== TASK ITEM ==
Search the material below for the word "instance". Copy every line that has it.

*-*-*

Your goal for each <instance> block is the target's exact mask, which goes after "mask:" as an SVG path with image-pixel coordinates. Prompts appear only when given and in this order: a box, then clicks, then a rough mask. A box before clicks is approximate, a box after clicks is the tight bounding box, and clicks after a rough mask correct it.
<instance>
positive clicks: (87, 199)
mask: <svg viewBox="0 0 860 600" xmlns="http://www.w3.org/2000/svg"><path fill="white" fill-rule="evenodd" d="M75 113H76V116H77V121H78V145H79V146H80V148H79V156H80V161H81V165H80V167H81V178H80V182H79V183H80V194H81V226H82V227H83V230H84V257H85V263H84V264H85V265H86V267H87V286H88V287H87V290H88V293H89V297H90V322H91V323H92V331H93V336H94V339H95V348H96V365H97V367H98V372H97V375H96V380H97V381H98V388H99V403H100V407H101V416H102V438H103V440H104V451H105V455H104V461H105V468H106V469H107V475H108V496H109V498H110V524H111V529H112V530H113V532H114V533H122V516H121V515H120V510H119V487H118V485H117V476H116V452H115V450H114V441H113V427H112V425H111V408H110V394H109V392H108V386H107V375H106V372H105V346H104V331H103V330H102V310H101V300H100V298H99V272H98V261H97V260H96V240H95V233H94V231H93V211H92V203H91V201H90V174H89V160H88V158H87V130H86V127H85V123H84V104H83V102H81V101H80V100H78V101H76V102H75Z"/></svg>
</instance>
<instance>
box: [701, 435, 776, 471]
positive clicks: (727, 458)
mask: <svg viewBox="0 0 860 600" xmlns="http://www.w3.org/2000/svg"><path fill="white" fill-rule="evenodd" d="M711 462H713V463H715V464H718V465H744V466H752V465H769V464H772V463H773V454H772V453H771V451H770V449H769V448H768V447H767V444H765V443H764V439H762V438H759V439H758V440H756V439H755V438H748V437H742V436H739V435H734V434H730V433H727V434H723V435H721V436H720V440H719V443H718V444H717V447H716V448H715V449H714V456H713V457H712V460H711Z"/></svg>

*-*-*

== OUTPUT BELOW ==
Your goal for each <instance> block is the target's exact mask, which goes after "mask:" as an SVG path with image-pixel coordinates. Prompts appear only when given and in this order: a box, then clicks, then a rough mask. A box before clicks is approximate, a box after clicks is the tight bounding box, and clicks after a rough mask correct it.
<instance>
</instance>
<instance>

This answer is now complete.